**Your task**
The response should contain all of the data below, reproduced exactly, and no pictures.

++++++++

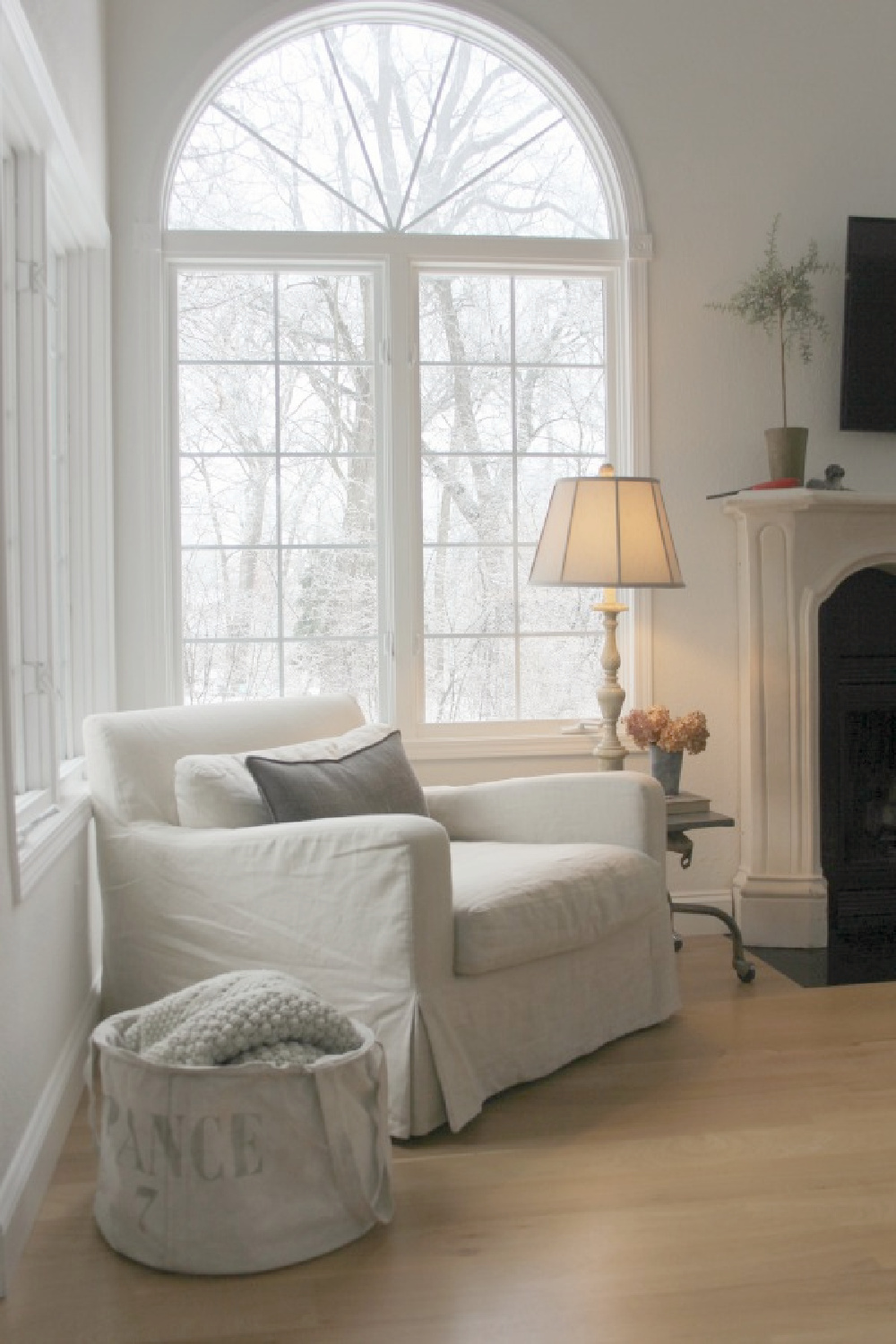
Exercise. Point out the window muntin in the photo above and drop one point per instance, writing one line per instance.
(386, 126)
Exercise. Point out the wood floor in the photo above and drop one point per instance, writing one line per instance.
(727, 1177)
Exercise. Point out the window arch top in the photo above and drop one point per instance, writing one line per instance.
(386, 126)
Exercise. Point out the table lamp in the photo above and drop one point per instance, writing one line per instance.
(607, 531)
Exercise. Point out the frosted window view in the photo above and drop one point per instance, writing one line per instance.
(279, 486)
(512, 397)
(386, 126)
(401, 129)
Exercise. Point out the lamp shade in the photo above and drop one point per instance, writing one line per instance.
(606, 531)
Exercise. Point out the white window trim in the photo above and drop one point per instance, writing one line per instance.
(150, 374)
(65, 217)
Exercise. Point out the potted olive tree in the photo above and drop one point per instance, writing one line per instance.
(780, 300)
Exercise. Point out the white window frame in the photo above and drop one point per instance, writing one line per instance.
(56, 472)
(151, 387)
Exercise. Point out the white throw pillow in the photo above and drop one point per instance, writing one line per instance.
(218, 790)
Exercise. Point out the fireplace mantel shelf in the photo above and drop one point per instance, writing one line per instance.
(794, 547)
(799, 500)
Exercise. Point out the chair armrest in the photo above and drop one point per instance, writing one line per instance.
(357, 900)
(621, 808)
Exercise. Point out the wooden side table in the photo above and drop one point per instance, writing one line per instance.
(678, 823)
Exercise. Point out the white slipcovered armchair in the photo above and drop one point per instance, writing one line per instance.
(520, 925)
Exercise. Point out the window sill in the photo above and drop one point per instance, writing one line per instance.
(48, 840)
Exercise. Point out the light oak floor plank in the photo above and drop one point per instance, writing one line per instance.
(727, 1177)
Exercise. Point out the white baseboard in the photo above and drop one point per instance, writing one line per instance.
(29, 1176)
(688, 926)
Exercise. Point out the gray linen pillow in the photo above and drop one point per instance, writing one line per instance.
(373, 780)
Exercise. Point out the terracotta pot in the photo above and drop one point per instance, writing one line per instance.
(786, 453)
(665, 766)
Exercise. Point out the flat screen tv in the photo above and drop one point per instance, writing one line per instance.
(868, 376)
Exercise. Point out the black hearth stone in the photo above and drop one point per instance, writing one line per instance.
(845, 961)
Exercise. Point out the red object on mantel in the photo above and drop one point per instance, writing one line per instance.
(783, 483)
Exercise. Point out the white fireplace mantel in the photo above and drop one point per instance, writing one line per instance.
(794, 547)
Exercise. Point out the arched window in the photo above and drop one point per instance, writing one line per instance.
(418, 320)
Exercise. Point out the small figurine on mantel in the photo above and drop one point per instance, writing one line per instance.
(833, 480)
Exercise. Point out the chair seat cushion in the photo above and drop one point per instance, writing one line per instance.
(517, 902)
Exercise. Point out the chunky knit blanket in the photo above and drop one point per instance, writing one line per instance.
(241, 1016)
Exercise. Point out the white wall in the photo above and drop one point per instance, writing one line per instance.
(732, 112)
(47, 943)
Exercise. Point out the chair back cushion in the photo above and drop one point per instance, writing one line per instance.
(132, 754)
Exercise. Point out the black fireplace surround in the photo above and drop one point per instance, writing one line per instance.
(857, 754)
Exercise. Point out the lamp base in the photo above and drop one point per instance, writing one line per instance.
(608, 752)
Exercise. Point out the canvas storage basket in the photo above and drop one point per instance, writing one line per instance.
(238, 1169)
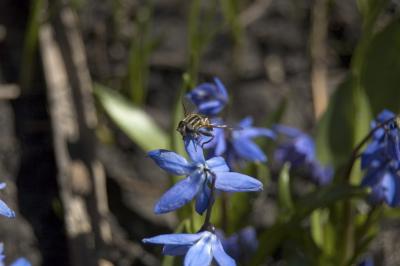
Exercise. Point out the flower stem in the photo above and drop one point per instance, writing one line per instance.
(207, 222)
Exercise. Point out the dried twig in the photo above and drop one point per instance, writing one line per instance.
(318, 56)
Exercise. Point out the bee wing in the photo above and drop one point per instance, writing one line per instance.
(188, 106)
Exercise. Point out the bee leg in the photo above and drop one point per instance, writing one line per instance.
(208, 141)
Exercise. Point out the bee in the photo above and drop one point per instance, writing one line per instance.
(195, 124)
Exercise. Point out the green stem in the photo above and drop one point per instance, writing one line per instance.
(207, 222)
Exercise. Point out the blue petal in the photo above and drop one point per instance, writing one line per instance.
(220, 148)
(194, 150)
(211, 107)
(175, 250)
(235, 182)
(246, 122)
(202, 199)
(180, 194)
(248, 150)
(173, 239)
(200, 254)
(5, 210)
(389, 187)
(222, 93)
(217, 164)
(370, 154)
(288, 131)
(220, 255)
(305, 145)
(171, 162)
(21, 262)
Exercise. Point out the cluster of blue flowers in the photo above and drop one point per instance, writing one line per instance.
(381, 160)
(9, 213)
(204, 177)
(299, 150)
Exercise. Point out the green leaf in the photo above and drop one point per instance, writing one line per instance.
(285, 198)
(324, 197)
(133, 121)
(380, 73)
(343, 125)
(370, 10)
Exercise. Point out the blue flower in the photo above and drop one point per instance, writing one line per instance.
(199, 175)
(299, 150)
(4, 209)
(21, 262)
(385, 144)
(18, 262)
(237, 144)
(209, 98)
(368, 261)
(380, 160)
(200, 248)
(240, 245)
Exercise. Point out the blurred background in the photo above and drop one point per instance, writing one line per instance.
(83, 82)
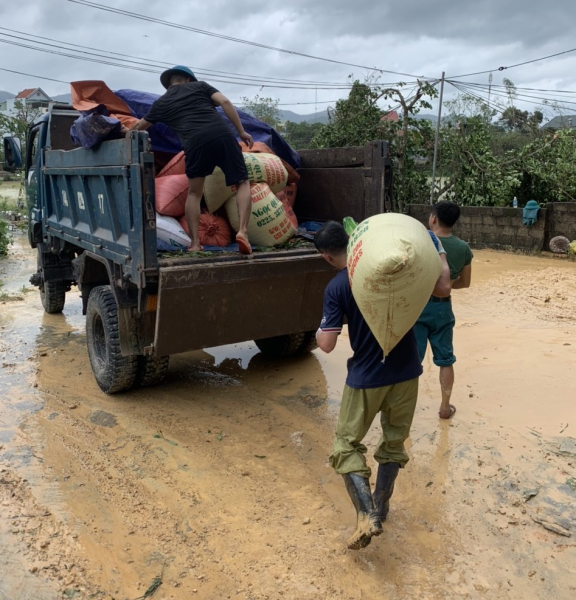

++++++++

**Solved exercise**
Exercise. Point out the window muntin in the photo above and drop one point per instance, writing one line per instance.
(386, 126)
Exercise. Point out the wood floor in the photo above and drop one point per instance, writing one line per instance.
(727, 1177)
Exercise. Point out the window arch top in the photo above and drop one point per instance, writing one line per instance.
(386, 126)
Exercise. Point out the table lamp in the photo above and drop one point per instance, writing one line per instance.
(607, 531)
Exercise. Point out the frosted window view in the photo above and drop one point per instance, writing one line per instance.
(279, 486)
(512, 397)
(386, 126)
(401, 129)
Exercise. Point out the lamp shade in the photo above and drop one point per instance, writing one line per instance.
(606, 531)
Exercise. Point out the white window trim in the photo above and drop one point per instance, writing one line per instance.
(150, 374)
(65, 217)
Exercise. Point out the potted olive tree in the photo above and drop one point per instance, writing one line per instance.
(780, 300)
Exercise. Point out the white window frame in the photo above and drop one point per instance, writing one line per instance.
(56, 472)
(151, 387)
Exercise. Point out the white throw pillow in the photo above and drop one point per instance, writing one line per instance.
(218, 790)
Exercise. Point out the fireplace mantel shelf in the photo above and drop one point per instance, writing one line per instance.
(794, 547)
(799, 500)
Exercise. Point out the chair armrest in the photo above and drop one point per instance, writing one line per instance.
(357, 900)
(621, 808)
Exercise. Point out the wooden side table in the photo above and drop one point per instance, writing one line per instance.
(678, 823)
Exercise. Point out the white slipcovered armchair in the photo above and drop one point per instance, writing one line per instance.
(520, 925)
Exercise. Point out the window sill in the photo above and drop one point per instance, writing one line per instance.
(48, 840)
Exercise. Point out the light oak floor plank in the photo above and drop one point per instance, writing one line per instance.
(727, 1177)
Exercise. Point out the white baseboard in the photo above and drop one point per instance, writing one line per instance.
(29, 1176)
(688, 926)
Exercise. Point out the gray linen pillow in the photo above and drop one point per instance, writing one line per instance.
(373, 780)
Exercise. Point out the terracotta pot in the photo above and drop one point per instance, writing one line per instance.
(786, 453)
(665, 766)
Exercise. Point out the flat screen tv in the photo above and drop one point per instance, writing one line per instance.
(868, 376)
Exercise. Point out the black hearth stone in the photo above and drop one point per instance, writing one line per instance.
(845, 961)
Exercise. Point out the red object on mantel in the photo above and drop one point per instance, writing one line per instance.
(783, 483)
Exercise. Point out the white fireplace mantel in the photo above and drop one point per instance, writing one line per instance.
(794, 547)
Exercise. Point out the arched window in the photo above and drop one point per instance, writing one line per instance.
(418, 320)
Exercise. Point out the small figurine on mantel in the photo above and drop one point per instance, writing one line per instance.
(833, 480)
Exercise. Point out the chair seat cushion in the photo above and drop one point per instance, writing one line per instance.
(517, 902)
Exercise. Point out the chunky knit blanket in the photo above and drop one point per instance, writing one line per instance.
(241, 1016)
Exercise. Point out the white wall in the photo above and drop one point per instance, writing one line per instance.
(732, 112)
(47, 943)
Exercise. Point out the chair back cushion in the photo above and drop one point per instance, writing one line per instance.
(132, 754)
Exercise. Point out the black fireplace surround in the photo above and drop one point per instance, writing one line per instance.
(857, 754)
Exercise. Point out the lamp base in the photo above and drop one point per instance, writing one line per instance.
(608, 752)
Exercise. Point out the canvas storage basket in the photo above and drop one point per instance, writing one line per instance.
(238, 1169)
Exercise. Point out the flower stem in the photo above and drop one point per instance, writing one line per instance.
(207, 222)
Exercise. Point out the dried twig in the photo above and drop one point per instance, writing one line per instance.
(318, 56)
Exercise. Point out the bee wing in the photo above and drop one point per instance, writing one line per instance.
(188, 106)
Exercise. Point out the bee leg in the photo above and drop one point per instance, writing one line per instance.
(208, 141)
Exercise. Point out the bee in the photo above and drop one point per instance, writing one line per instance.
(195, 124)
Exercise. Point out the green stem in the photo above and drop one point per instance, writing one line per instance.
(207, 222)
Exercise. Point out the blue petal in the photo above and drop one point per instance, writing one line per instance.
(220, 148)
(194, 150)
(211, 107)
(175, 250)
(235, 182)
(246, 122)
(202, 199)
(180, 194)
(248, 150)
(173, 239)
(200, 254)
(5, 210)
(389, 187)
(222, 93)
(217, 164)
(370, 154)
(288, 131)
(220, 255)
(305, 145)
(171, 162)
(21, 262)
Exercise. Point out the cluster of blue flowers in the photo above and drop one point per instance, writing one line per instance.
(381, 160)
(9, 213)
(204, 177)
(299, 150)
Exercise. Point out the green leaf in the photo above and drop one point per instance, writing one line per instance.
(285, 198)
(324, 197)
(133, 121)
(380, 73)
(343, 125)
(370, 10)
Exercise. Point out the blue flower in the photo above and drop one point per instance, writing one line per instance.
(199, 175)
(299, 150)
(4, 209)
(21, 262)
(385, 144)
(18, 262)
(237, 144)
(209, 98)
(368, 261)
(380, 160)
(200, 248)
(240, 245)
Exercise. Point out the blurred background in the photo above and drop one point per instance, writing one line per instance.
(83, 82)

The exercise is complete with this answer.